● Document extract
════════════════════
This all sounds elementary, but many of us can’t control our thoughts. Our thoughts utterly control us and we feel helpless against them. But we’re not. We’re the boss of our thoughts. We can stop them, correct them, redirect them.

If we absolutely cannot do this, that’s when we know we need to get some help. Some of us have anxiety, depression, rage, obsession, compulsion or delusions that we really can’t control. If that’s the case, this is the best time in history to find the mental health professionals and medications we need to regain the power of choice. There’s no shame in this. It’s just like going to the doctor for the flu, or an asthma flare-up. More on that in another post.

Back to right now. Now is all we have, right? It’s the only time in which we have freedom to make choices and do stuff. Revisiting past pain is useless, unless we’re doing it in a healing setting. Past pain isn’t us. It’s just something that happened to us. We’re bigger than our past pain and we’re bigger than our future fears.
════════════════════
● Supplied entries
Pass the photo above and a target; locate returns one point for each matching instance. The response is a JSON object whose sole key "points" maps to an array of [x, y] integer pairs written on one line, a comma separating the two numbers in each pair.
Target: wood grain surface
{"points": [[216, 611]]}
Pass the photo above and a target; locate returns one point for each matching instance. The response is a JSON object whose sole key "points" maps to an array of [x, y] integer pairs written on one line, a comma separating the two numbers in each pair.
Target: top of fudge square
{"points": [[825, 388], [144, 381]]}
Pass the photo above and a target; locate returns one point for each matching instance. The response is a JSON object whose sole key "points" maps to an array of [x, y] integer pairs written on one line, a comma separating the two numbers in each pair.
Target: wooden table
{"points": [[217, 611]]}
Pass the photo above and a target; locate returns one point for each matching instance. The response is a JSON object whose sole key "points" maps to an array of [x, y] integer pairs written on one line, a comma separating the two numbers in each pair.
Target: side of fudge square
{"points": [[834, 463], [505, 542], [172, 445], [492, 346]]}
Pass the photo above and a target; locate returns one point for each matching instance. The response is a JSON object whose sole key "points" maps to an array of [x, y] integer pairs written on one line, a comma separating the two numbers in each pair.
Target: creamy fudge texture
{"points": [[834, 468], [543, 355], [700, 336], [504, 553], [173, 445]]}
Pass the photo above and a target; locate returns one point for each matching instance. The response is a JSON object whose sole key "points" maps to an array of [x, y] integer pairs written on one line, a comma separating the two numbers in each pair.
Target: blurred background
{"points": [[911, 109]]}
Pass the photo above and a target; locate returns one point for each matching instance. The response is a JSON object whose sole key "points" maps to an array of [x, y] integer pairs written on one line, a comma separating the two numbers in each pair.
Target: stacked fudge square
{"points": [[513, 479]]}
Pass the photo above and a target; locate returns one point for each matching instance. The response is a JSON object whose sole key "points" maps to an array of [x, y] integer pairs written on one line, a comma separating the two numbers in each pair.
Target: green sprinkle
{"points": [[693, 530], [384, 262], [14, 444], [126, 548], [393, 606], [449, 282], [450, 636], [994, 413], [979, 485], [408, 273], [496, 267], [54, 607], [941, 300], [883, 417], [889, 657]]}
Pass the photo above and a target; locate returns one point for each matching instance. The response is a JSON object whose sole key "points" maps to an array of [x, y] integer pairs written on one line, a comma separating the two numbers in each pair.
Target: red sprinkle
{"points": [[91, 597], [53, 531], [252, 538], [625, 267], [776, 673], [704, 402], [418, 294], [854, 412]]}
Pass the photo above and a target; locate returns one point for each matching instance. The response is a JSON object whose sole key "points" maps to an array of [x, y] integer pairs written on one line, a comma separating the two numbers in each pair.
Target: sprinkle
════════════════════
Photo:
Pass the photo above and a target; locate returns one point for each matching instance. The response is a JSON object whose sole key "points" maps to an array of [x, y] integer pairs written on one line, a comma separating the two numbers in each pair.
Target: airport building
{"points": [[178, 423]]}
════════════════════
● Try it
In the passage about controlling our thoughts, what does the writer compare seeking mental health help to? The items were taken from a different source than the text.

● Task answer
Going to the doctor for the flu or an asthma flare-up.